## YOUR OBJECTIVE:
Your task is to retype each line of the data below exactly.

## LISTED RECORDS:
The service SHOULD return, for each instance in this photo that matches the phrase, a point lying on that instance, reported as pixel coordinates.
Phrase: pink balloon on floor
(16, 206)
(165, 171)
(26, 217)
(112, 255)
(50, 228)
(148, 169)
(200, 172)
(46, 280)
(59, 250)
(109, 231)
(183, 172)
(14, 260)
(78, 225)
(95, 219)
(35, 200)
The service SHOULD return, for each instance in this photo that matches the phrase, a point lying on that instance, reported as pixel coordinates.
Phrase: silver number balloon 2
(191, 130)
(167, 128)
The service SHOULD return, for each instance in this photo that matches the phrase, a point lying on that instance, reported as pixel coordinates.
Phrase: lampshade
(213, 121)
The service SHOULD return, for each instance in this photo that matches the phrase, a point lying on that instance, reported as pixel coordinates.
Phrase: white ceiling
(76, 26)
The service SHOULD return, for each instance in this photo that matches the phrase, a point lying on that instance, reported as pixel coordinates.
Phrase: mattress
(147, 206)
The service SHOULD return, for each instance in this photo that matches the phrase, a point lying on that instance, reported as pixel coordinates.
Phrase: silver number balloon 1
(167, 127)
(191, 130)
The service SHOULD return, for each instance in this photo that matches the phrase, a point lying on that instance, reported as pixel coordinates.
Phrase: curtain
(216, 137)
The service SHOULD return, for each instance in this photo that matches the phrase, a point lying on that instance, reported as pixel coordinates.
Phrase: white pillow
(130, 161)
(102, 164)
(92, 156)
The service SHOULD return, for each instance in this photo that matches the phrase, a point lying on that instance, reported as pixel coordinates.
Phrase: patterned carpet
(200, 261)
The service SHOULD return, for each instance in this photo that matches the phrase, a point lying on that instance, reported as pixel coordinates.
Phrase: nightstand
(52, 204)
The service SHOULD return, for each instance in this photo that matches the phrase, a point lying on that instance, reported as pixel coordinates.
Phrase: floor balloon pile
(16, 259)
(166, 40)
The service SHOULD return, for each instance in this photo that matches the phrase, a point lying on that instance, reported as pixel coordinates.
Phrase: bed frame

## EXERCISE RESPONSE:
The service SHOULD return, for each instance in this photo that matches the phrase, a point lying on that instance, reported as pixel coordinates.
Phrase: pink balloon on floor
(16, 206)
(165, 171)
(26, 217)
(112, 255)
(50, 228)
(148, 169)
(200, 172)
(46, 280)
(59, 250)
(109, 231)
(183, 172)
(14, 260)
(78, 225)
(95, 219)
(35, 200)
The service SHOULD return, for each instance in this photo that matches the phrase, a point lying on that instance, reported as pixel coordinates.
Phrase: silver number balloon 2
(191, 130)
(167, 128)
The service SHOULD return, for each instance in this photo that matches the phrase, a point lying on that instance, reported as pixel coordinates.
Phrase: lampshade
(213, 121)
The service SHOULD return, for each instance in this photo that matches the phrase, a point lying on that instance, reported as pixel coordinates.
Phrase: white ceiling
(76, 26)
The service SHOULD return, for each instance in this photo that matches the phrase, a point lying on that instance, reported as pixel coordinates.
Phrase: mattress
(147, 206)
The service SHOULD return, for each instance in this photo that matches the phrase, a point lying on that instance, reported as pixel coordinates.
Phrase: silver number balloon 1
(167, 127)
(191, 130)
The service SHOULD return, for each instance in this photo that matches the phrase, a point lying on that instance, reported as pixel coordinates.
Phrase: curtain
(216, 137)
The service SHOULD return, for each instance in this photo that matches the phrase, a point lying on that instance, reported as pixel coordinates.
Phrase: white pillow
(130, 161)
(102, 164)
(92, 156)
The service SHOULD return, for each instance in this photo that matches the phrase, a point lying on that instance, reported as pixel coordinates.
Phrase: patterned carpet
(200, 261)
The service SHOULD return, for each instance in this photo that matches the phrase, a point lying on that instance, reported as pixel coordinates.
Phrase: nightstand
(52, 204)
The service SHOULD return, for each instance in this photo that matches the phrase, a point lying on that instance, reported as pixel coordinates.
Phrase: floor balloon pile
(16, 259)
(166, 40)
The service SHOULD return, for each instance in this photo that matches the phrase, a point lying on that instance, reported as pixel coordinates.
Phrase: bed frame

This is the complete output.